Monday, November 30, 2009
PreDate
Friday, November 27, 2009
PostDated
Top and tails.
Called a taxi.
We were on our way.
As we pull up to the place, Nikki mentions that she had applied to work here a few weeks back and had remembered liking the feel of the place, even though she didn’t get the job. As soon as we stepped through the door we all agreed.
A sports barish feel with a trendy ‘ice fire’ place, pool table, karaoke stage floor, and a black and white photo booth. Bangerang, Rufio.
We hook arms with the barmaid and have her place us at a tall table that will, she promises, be optimal for karaoke activity. We send her away with a high five and our beverage requests. I hold down the fort while the girls go investigate the photo booth. Alone at the table, I am momentarily left feeling self conscious, but I shake it off almost immediately and take stock of our fellow bar patrons.
A dashing black man near the trendy fire is having a flirtation with a longhaired and legged blond who seems to know our bar maiden quite well. A few middle aged couples. The ‘end of the bar’ regulars were chatting up the ‘girl group’ but my eye was caught by a jovial young guy flitting between a couple groups of people near the pool table.
“He looks a little like Zach Braff.” I say to myself, “I bet people tell him that all the time. If I met him I would make a point not to tell him that.”
As I scanned the rest of the people in that last area of the establishment, I noticed the girls were headed back to the table and I thought, “The only really attractive guy at the bar…well at least Shanda will have someone to make eyes with.”
Just as the girls sat down our drinks arrived. We get caught up in drink testing and karaoke song discussions. Thoughts of the boy fade into the background of our good times. 9:45: karaoke begins.
Nikki leaves the song choosing in Shanda and I’s hands. Shanda is up at the books scribbling down her songs right outta the gates. I pow wow with Nikki a bit about her song choice. She’s adamant about not flying solo for her first jump. As I walk up to the phonebook of song choices, Shanda turns hers in. She’d down for “Love is a Battlefield”, “Like a Prayer”, and “With or Without You.” A solid line up. I pour over the lists of songs and whittle it down to “Magic Man”, “Hot Blooded”, and “Stay” by Lisa Loeb. I decide on “All I Wanna Do” for Nikki’s big debut. It just felt…right.

GOAL: Extend the karaoke night blog post above, picking up right after its last sentence.

EXTRACTED RECORDS:
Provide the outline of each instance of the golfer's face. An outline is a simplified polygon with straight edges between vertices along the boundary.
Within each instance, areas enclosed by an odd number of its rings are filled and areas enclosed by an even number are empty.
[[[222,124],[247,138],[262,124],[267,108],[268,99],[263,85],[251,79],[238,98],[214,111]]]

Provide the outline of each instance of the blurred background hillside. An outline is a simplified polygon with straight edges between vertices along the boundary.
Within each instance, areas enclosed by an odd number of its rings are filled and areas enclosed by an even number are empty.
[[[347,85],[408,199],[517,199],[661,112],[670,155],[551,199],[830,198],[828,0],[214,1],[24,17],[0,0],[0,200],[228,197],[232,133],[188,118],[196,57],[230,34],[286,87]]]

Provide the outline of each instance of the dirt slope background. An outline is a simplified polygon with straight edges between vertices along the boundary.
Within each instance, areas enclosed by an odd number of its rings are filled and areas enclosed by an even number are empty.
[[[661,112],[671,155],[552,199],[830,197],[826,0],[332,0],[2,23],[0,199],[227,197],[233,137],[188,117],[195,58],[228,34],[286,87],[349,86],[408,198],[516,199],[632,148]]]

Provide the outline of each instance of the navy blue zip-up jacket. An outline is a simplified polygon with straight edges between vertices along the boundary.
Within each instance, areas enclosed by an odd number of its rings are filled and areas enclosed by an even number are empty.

THE RESPONSE:
The karaoke starts up and quickly fills the room with a warm hum of enjoyment. Some people are good, some fantastic; the few that are bad make up for it in heart. Shanda’s battlefield stirred up the troops. I added some zest with Magic Man, and Nikki stole a thousand hearts with her Sheryl Crowing. Then that dashing black man melted every pair of panties in the joint with his James Brown scoot. Followed by a BBW who knocked all our socks off with an R&B classic. A couple of gals in their 30’s that had had too many appletini’s made fools of themselves, and I was caught up in conversation with Shanda about picture taking when all the sudden I hear the intro for “New York, New York”. I look over to see the slightly Braffy boy strutting up to the DJ stand with a rocks glass in one hand.
He fuckin’ killed it.
We were screamin’ Johnny by the first refrain. I was wowed, Shanda took pictures, and as I watched him melt back into the crowd I was distracted by Shanda’s next ditty. Nikki and I danced our feet bloody. We took copious pictures. We couldn’t stop dancing even between songs. We were the little darlings of the karaoke show. Keeping the crowd revved, egging on the performers, pulling off teen moviesque dance routines without batting an eye.
Then Fake Sinatra comes back to reclaim the floor with a rendition of Sweet Caroline to beat the bank. He was goofy, cheesy, and sparkled like a Diamond. A few songs later I was back at the mic and while I waited for the intro of “Hot Blooded” to play through, I couldn’t help but notice he had found his way back to the floor’s edge. During my little performance I made sure to throw a few ‘choice’ lyrics in his direction but still not really thinking anything of it. My song ends and I stop at the table for a swig of Amstel Light, and high five from my chics. I turn to head towards the water closets and notice my Diamond in the rough has the same idea. The bathrooms are set up next to one another down a short hall. Each restroom is a single, no stalls. You just go in and lock the door behind you. Just as he’s closing his door I walk by and knock a little rhythm against it as I hurry past to the girls room. I get one button undone, and I hear the rhythm repeat against my door. Which my heart then repeats in my chest. Quick as a flash I’m out just in time to see him slip back into the men’s room. I drum once more and dodge back into my own home base. I wait a beat holding my breath: the knocks come again. I do a silent squeal dance and then open the door, reach out, grab a fist full of his t-shirt by the chest and pull that smarmy grin in for a kiss.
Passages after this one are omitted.